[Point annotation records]
□ □ □
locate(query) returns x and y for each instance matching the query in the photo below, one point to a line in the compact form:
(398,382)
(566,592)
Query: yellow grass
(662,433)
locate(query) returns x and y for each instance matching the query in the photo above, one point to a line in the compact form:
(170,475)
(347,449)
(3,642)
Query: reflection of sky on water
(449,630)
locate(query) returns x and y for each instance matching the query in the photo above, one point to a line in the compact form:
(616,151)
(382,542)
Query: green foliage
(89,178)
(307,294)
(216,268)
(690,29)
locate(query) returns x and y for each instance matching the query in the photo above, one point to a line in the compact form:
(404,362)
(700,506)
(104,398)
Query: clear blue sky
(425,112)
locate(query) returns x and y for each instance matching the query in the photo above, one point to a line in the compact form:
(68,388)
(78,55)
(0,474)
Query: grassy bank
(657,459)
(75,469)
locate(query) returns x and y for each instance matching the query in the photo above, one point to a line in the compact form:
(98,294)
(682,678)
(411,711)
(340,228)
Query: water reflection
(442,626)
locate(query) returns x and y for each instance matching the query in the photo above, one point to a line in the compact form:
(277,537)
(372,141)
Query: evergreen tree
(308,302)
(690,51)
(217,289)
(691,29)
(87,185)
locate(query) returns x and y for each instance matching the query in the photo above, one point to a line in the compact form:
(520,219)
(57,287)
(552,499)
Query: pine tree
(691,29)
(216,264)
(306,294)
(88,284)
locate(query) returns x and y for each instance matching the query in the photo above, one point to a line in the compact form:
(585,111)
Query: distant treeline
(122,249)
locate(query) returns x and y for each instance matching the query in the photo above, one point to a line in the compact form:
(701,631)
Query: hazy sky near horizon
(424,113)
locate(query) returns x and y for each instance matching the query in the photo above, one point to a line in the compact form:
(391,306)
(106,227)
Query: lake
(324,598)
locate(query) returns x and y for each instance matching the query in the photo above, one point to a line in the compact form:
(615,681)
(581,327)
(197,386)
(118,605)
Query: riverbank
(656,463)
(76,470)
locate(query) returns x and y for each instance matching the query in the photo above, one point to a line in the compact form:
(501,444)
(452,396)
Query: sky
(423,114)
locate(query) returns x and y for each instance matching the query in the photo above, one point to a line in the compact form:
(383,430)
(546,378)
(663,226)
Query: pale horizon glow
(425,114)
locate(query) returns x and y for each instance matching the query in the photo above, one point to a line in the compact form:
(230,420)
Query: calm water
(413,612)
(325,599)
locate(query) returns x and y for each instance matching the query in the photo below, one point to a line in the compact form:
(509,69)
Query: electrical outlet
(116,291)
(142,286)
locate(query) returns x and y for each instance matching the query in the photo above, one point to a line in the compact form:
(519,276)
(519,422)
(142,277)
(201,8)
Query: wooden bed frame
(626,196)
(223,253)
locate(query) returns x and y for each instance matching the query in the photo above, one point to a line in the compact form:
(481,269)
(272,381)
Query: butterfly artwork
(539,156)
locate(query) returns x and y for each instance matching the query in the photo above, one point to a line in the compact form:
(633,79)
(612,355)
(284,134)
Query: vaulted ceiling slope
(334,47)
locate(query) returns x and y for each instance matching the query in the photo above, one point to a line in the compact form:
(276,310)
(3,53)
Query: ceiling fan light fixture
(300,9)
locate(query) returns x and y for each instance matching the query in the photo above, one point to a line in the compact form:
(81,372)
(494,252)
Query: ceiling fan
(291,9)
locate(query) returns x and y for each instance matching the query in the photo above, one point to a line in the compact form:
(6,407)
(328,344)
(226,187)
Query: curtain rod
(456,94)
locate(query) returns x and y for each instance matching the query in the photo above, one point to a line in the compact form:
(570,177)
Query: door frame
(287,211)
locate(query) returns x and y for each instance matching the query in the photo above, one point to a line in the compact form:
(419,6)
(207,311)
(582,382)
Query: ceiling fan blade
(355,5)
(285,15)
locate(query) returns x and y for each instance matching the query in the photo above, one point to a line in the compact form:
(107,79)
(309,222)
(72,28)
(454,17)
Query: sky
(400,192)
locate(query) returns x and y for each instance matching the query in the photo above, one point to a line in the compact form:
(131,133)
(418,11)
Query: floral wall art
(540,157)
□ □ □
Task objective:
Extract every record and return it verbatim.

Result:
locate(query) returns x and y for each instance matching the query in the photo below, one point to a line in the compact form:
(398,382)
(566,592)
Query: yellow grass
(662,433)
locate(query) returns x and y for each instance matching the query in the photo above, one point to a line in the compact form:
(170,475)
(347,449)
(3,642)
Query: reflection of sky on water
(449,630)
locate(query) returns x and y for each instance matching the query in the photo above, one point to a line in the compact form:
(616,151)
(382,542)
Query: green foliage
(89,178)
(307,294)
(216,268)
(690,29)
locate(query) returns x and y for each instance matching the query in the photo above, one point to a line in the compact form:
(404,362)
(700,506)
(104,398)
Query: clear blue sky
(425,112)
locate(query) returns x and y for each instance matching the query in the photo above, one point to a line in the compact form:
(68,388)
(78,55)
(0,474)
Query: grassy bank
(657,459)
(75,469)
locate(query) returns x and y for each instance matching the query in the photo above, one point to a line in the compact form:
(98,294)
(682,678)
(411,711)
(340,228)
Query: water reflection
(442,626)
locate(query) returns x and y for each instance matching the query in the photo above, one point to a line in the compact form:
(277,537)
(372,141)
Query: evergreen tree
(308,302)
(690,51)
(217,289)
(691,29)
(87,185)
locate(query) returns x and y for each instance matching the query in the photo above, one point to a line in the compact form:
(520,219)
(57,287)
(552,499)
Query: pine tree
(691,29)
(216,264)
(306,294)
(88,284)
locate(query) returns x and y for each instance matching the query in the photo above, one point to a line in the compact form:
(585,111)
Query: distant treeline
(122,249)
locate(query) returns x and y for each instance matching the query in the photo above, one point to a line in the compact form:
(701,631)
Query: hazy sky near horizon
(424,113)
locate(query) returns x and y for each instance matching the query in the photo above, one point to a line in the compact form:
(391,306)
(106,227)
Query: lake
(324,598)
locate(query) returns x and y for each instance matching the query in the photo above, one point to a line in the compact form:
(615,681)
(581,327)
(197,386)
(118,605)
Query: riverbank
(656,463)
(76,470)
locate(query) returns x and y for each instance matching the query in the photo above, one point to a line in the compact form:
(501,444)
(452,396)
Query: sky
(423,114)
locate(query) returns x and y for each instance matching the query in the photo above, one point to a line in the compact form:
(383,430)
(546,378)
(663,226)
Query: pale horizon glow
(425,114)
locate(query) returns x and y for each instance matching the query in the photo above, one point to a line in the compact form:
(230,420)
Query: calm water
(413,612)
(325,599)
locate(query) returns x and y for each instance matching the query in the photo below, one point to a line in the compact form:
(509,69)
Query: electrical outlet
(116,291)
(142,286)
locate(query) returns x and y for each instance matching the query in the photo above, one point to a line in the compact form:
(519,276)
(519,422)
(142,277)
(201,8)
Query: wooden bed frame
(626,196)
(223,253)
locate(query) returns x and y for each instance matching the query in the photo above, one point to a line in the compact form:
(481,269)
(272,381)
Query: butterfly artwork
(539,156)
locate(query) returns x and y for each instance matching the query in the photo above, one point to a line in the compact form:
(633,79)
(612,355)
(284,134)
Query: vaulted ceiling slope
(334,47)
locate(query) returns x and y for each instance matching the query in the photo above, one point to a line in the compact form:
(276,310)
(3,53)
Query: ceiling fan light fixture
(300,9)
locate(query) returns x and y for each instance matching the query in the photo above, one point to a line in the compact form:
(81,372)
(494,252)
Query: ceiling fan
(291,9)
locate(query) returns x and y for each instance matching the query in the photo above, one point to a line in the compact form:
(6,407)
(328,344)
(226,187)
Query: curtain rod
(456,94)
locate(query) returns x and y for each instance matching the query in the photo above, one point to a line in the compact form:
(570,177)
Query: door frame
(287,211)
locate(query) returns x and y for each instance matching the query in the photo above, one point to a line in the compact form:
(419,6)
(207,311)
(582,382)
Query: ceiling fan blade
(355,5)
(285,15)
locate(query) returns x and y for each instance matching the query in the photo above, one point to a line in the compact form:
(107,79)
(309,222)
(72,28)
(454,17)
Query: sky
(400,192)
locate(query) returns x and y for each instance matching the query in the photo above, one point to a line in the compact form:
(131,133)
(418,11)
Query: floral wall art
(540,157)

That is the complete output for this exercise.